>> Start

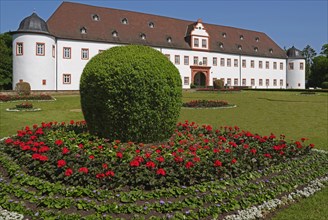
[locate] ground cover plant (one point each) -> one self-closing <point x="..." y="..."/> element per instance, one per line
<point x="293" y="115"/>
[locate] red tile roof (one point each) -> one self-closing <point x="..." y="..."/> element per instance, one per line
<point x="69" y="18"/>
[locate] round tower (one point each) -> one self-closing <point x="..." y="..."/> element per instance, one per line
<point x="295" y="78"/>
<point x="34" y="54"/>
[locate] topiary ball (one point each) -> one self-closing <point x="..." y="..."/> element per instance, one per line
<point x="131" y="93"/>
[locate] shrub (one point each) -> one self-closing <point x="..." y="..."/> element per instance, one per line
<point x="131" y="93"/>
<point x="23" y="88"/>
<point x="218" y="84"/>
<point x="324" y="85"/>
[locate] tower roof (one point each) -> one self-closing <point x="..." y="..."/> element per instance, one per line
<point x="33" y="23"/>
<point x="294" y="53"/>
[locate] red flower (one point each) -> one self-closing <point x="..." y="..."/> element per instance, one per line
<point x="161" y="171"/>
<point x="110" y="173"/>
<point x="150" y="164"/>
<point x="65" y="150"/>
<point x="100" y="175"/>
<point x="134" y="163"/>
<point x="59" y="142"/>
<point x="160" y="159"/>
<point x="119" y="154"/>
<point x="61" y="163"/>
<point x="9" y="141"/>
<point x="68" y="172"/>
<point x="253" y="151"/>
<point x="43" y="158"/>
<point x="83" y="170"/>
<point x="105" y="166"/>
<point x="36" y="156"/>
<point x="217" y="163"/>
<point x="189" y="164"/>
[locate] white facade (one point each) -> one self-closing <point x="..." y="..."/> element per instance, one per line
<point x="295" y="74"/>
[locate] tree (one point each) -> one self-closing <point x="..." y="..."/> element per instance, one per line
<point x="6" y="61"/>
<point x="324" y="50"/>
<point x="319" y="71"/>
<point x="309" y="53"/>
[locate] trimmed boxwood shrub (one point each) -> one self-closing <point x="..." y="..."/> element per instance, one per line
<point x="131" y="93"/>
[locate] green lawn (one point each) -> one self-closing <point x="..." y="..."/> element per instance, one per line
<point x="287" y="113"/>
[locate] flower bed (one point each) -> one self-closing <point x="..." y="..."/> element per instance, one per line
<point x="57" y="170"/>
<point x="10" y="98"/>
<point x="206" y="104"/>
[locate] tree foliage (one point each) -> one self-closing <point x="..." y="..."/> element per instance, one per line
<point x="309" y="53"/>
<point x="6" y="68"/>
<point x="131" y="93"/>
<point x="319" y="71"/>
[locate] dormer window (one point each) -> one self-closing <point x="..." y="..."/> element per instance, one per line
<point x="124" y="21"/>
<point x="95" y="17"/>
<point x="151" y="24"/>
<point x="143" y="36"/>
<point x="115" y="34"/>
<point x="83" y="30"/>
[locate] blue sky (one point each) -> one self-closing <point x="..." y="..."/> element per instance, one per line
<point x="287" y="22"/>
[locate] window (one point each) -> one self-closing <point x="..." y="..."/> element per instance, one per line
<point x="205" y="61"/>
<point x="186" y="60"/>
<point x="66" y="78"/>
<point x="53" y="51"/>
<point x="228" y="62"/>
<point x="244" y="63"/>
<point x="196" y="42"/>
<point x="204" y="43"/>
<point x="252" y="82"/>
<point x="19" y="49"/>
<point x="186" y="80"/>
<point x="215" y="61"/>
<point x="222" y="62"/>
<point x="252" y="64"/>
<point x="84" y="54"/>
<point x="235" y="63"/>
<point x="67" y="53"/>
<point x="124" y="21"/>
<point x="235" y="82"/>
<point x="177" y="59"/>
<point x="151" y="24"/>
<point x="195" y="60"/>
<point x="260" y="82"/>
<point x="229" y="82"/>
<point x="40" y="49"/>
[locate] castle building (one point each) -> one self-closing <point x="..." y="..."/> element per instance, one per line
<point x="51" y="55"/>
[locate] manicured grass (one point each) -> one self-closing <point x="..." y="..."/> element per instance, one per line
<point x="287" y="113"/>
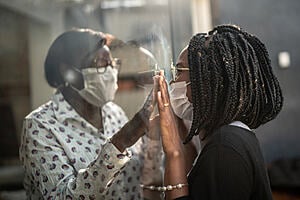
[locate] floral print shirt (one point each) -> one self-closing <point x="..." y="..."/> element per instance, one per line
<point x="65" y="157"/>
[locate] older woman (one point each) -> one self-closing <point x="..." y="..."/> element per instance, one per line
<point x="75" y="146"/>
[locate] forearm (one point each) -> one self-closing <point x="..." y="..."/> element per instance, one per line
<point x="175" y="174"/>
<point x="130" y="132"/>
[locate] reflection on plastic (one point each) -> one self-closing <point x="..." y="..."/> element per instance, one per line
<point x="146" y="77"/>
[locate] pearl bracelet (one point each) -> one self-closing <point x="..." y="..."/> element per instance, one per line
<point x="164" y="188"/>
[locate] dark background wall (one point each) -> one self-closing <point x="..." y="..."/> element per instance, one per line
<point x="277" y="24"/>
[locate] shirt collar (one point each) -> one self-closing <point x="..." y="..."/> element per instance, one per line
<point x="62" y="109"/>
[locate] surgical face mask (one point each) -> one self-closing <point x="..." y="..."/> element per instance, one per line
<point x="99" y="88"/>
<point x="181" y="105"/>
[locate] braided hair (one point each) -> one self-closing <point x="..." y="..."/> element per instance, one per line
<point x="231" y="80"/>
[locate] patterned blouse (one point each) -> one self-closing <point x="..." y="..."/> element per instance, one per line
<point x="65" y="157"/>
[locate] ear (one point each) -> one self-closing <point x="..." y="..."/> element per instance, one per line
<point x="71" y="76"/>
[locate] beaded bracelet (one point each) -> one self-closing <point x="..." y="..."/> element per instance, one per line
<point x="164" y="188"/>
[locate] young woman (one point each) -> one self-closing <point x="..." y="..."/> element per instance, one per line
<point x="224" y="83"/>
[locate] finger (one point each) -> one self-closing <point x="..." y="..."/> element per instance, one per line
<point x="164" y="92"/>
<point x="160" y="102"/>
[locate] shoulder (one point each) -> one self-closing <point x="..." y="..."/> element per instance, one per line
<point x="111" y="109"/>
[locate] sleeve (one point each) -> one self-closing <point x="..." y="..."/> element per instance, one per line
<point x="52" y="172"/>
<point x="221" y="173"/>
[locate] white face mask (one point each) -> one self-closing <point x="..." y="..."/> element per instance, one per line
<point x="99" y="88"/>
<point x="181" y="105"/>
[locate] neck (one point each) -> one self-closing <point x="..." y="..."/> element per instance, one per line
<point x="89" y="112"/>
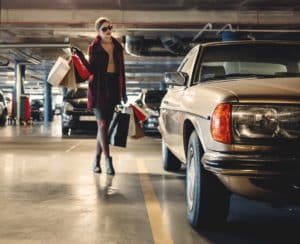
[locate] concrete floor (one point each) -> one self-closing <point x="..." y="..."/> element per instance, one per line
<point x="48" y="194"/>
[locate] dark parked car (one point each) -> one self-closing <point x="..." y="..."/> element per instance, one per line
<point x="3" y="109"/>
<point x="37" y="109"/>
<point x="75" y="115"/>
<point x="150" y="100"/>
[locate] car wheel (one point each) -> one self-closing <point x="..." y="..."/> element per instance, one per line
<point x="65" y="131"/>
<point x="206" y="197"/>
<point x="170" y="162"/>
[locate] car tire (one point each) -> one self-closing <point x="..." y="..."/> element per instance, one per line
<point x="170" y="162"/>
<point x="207" y="199"/>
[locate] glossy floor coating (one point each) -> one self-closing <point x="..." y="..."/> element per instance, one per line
<point x="48" y="194"/>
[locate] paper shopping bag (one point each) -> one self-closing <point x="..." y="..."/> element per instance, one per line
<point x="69" y="80"/>
<point x="58" y="71"/>
<point x="118" y="129"/>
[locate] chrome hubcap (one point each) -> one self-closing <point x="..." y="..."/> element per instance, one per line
<point x="191" y="179"/>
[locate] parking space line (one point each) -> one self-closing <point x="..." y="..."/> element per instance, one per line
<point x="73" y="147"/>
<point x="159" y="228"/>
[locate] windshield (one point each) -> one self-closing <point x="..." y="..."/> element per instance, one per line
<point x="262" y="60"/>
<point x="78" y="93"/>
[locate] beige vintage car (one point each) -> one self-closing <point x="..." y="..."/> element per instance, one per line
<point x="233" y="117"/>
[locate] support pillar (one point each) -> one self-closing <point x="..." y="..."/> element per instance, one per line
<point x="18" y="90"/>
<point x="48" y="116"/>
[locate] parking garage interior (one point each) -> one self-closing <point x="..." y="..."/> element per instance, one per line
<point x="48" y="191"/>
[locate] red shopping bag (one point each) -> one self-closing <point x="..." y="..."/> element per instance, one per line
<point x="139" y="113"/>
<point x="82" y="72"/>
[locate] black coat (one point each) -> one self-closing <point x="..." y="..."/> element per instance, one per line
<point x="98" y="61"/>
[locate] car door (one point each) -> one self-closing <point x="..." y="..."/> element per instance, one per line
<point x="173" y="114"/>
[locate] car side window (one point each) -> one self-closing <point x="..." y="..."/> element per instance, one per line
<point x="187" y="65"/>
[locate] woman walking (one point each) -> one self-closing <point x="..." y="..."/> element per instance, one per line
<point x="106" y="86"/>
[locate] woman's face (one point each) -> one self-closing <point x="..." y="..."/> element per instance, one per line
<point x="105" y="30"/>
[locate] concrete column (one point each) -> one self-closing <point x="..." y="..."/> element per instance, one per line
<point x="47" y="101"/>
<point x="18" y="89"/>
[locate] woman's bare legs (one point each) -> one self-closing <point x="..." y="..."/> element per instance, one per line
<point x="102" y="138"/>
<point x="101" y="144"/>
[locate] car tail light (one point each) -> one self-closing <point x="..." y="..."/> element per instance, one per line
<point x="221" y="123"/>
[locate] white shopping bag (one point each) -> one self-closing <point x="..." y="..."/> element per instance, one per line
<point x="58" y="71"/>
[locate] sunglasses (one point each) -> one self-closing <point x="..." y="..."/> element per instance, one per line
<point x="106" y="28"/>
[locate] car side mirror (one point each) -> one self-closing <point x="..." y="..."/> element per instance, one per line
<point x="176" y="78"/>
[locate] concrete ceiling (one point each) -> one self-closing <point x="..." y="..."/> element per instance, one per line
<point x="36" y="32"/>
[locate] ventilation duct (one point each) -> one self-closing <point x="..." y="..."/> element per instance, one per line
<point x="140" y="46"/>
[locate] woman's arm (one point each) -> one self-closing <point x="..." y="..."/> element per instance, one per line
<point x="124" y="92"/>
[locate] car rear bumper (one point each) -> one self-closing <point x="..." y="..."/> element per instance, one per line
<point x="271" y="177"/>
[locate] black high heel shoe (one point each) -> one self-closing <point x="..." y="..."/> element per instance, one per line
<point x="96" y="164"/>
<point x="109" y="166"/>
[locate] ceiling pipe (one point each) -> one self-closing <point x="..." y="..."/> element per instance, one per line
<point x="36" y="45"/>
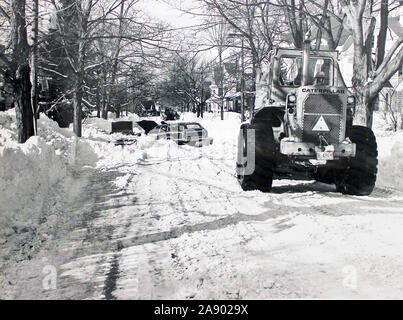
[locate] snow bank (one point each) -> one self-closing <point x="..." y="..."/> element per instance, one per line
<point x="29" y="172"/>
<point x="390" y="153"/>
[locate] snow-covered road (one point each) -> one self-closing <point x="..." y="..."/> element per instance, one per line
<point x="174" y="224"/>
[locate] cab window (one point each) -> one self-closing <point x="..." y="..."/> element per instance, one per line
<point x="319" y="71"/>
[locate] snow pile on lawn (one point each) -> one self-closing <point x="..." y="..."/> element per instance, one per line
<point x="390" y="153"/>
<point x="29" y="172"/>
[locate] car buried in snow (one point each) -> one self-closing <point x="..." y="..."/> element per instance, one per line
<point x="191" y="133"/>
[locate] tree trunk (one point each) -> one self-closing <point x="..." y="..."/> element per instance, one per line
<point x="22" y="103"/>
<point x="21" y="72"/>
<point x="34" y="66"/>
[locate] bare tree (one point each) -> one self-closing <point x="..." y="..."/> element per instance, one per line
<point x="16" y="69"/>
<point x="367" y="80"/>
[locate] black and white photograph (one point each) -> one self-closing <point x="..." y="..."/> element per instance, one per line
<point x="201" y="150"/>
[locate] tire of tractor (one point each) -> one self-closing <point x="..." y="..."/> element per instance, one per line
<point x="264" y="150"/>
<point x="359" y="175"/>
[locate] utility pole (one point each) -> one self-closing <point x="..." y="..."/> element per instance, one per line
<point x="242" y="83"/>
<point x="239" y="35"/>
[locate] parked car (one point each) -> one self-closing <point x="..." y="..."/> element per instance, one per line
<point x="191" y="133"/>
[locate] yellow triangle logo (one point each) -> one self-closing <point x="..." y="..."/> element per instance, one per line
<point x="321" y="125"/>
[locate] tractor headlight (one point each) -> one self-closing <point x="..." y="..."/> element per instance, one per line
<point x="351" y="101"/>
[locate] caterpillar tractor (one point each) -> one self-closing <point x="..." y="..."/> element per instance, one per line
<point x="306" y="131"/>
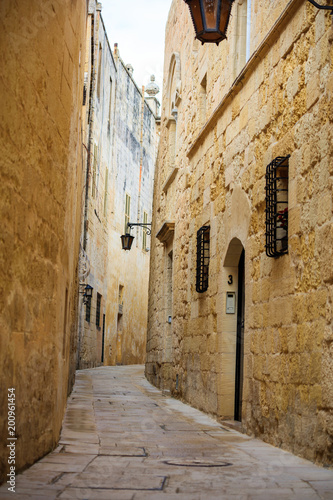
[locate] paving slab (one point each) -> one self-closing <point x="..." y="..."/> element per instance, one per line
<point x="123" y="439"/>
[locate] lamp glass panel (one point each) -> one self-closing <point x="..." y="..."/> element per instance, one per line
<point x="225" y="13"/>
<point x="210" y="9"/>
<point x="194" y="6"/>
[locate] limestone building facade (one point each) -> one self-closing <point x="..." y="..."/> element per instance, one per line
<point x="41" y="176"/>
<point x="119" y="153"/>
<point x="233" y="330"/>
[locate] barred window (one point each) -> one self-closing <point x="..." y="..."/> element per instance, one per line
<point x="277" y="207"/>
<point x="203" y="244"/>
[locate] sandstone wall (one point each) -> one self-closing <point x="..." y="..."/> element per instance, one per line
<point x="41" y="180"/>
<point x="134" y="159"/>
<point x="233" y="120"/>
<point x="99" y="109"/>
<point x="120" y="150"/>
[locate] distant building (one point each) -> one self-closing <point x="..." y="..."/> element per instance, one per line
<point x="120" y="149"/>
<point x="241" y="281"/>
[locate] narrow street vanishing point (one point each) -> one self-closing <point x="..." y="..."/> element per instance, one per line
<point x="124" y="439"/>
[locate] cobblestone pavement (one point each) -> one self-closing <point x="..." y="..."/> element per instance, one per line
<point x="123" y="439"/>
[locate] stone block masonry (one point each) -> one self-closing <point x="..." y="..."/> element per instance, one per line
<point x="40" y="198"/>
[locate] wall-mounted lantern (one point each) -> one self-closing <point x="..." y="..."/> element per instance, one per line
<point x="127" y="239"/>
<point x="322" y="7"/>
<point x="210" y="19"/>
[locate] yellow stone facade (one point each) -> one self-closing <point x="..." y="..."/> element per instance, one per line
<point x="228" y="111"/>
<point x="42" y="45"/>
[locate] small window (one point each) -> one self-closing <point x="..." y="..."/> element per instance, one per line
<point x="203" y="244"/>
<point x="98" y="310"/>
<point x="127" y="211"/>
<point x="277" y="207"/>
<point x="144" y="234"/>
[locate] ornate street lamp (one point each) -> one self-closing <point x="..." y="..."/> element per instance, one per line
<point x="210" y="19"/>
<point x="127" y="239"/>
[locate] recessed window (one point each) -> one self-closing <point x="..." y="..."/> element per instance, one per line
<point x="203" y="244"/>
<point x="277" y="207"/>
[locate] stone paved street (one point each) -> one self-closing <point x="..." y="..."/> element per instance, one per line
<point x="123" y="439"/>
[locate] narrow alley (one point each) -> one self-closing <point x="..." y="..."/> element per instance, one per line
<point x="123" y="439"/>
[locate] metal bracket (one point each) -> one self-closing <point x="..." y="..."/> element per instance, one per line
<point x="145" y="226"/>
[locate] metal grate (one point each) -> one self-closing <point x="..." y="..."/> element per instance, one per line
<point x="277" y="207"/>
<point x="203" y="243"/>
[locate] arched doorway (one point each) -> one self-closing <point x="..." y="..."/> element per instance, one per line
<point x="232" y="331"/>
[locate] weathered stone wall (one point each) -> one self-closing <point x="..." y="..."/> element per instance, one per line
<point x="40" y="182"/>
<point x="232" y="122"/>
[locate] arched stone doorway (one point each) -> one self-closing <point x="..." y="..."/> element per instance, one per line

>> End

### DO THIS:
Repeat exactly, and only, the lines from the one containing "[locate] metal grate" through the end of the material.

### FINAL RESULT:
[locate] metal grate (one point each) -> one self-closing <point x="..." y="..."/> element per instance, one per line
<point x="277" y="207"/>
<point x="203" y="243"/>
[locate] arched doorway (one point each) -> one self-closing <point x="..." y="..."/> element per instance, one per line
<point x="232" y="331"/>
[locate] weathered stone wall (one point each) -> one self-closing <point x="..." y="..."/> element per instance, one per line
<point x="40" y="182"/>
<point x="232" y="122"/>
[locate] arched stone doorway (one point each) -> one self-closing <point x="..." y="..."/> element per instance, one per line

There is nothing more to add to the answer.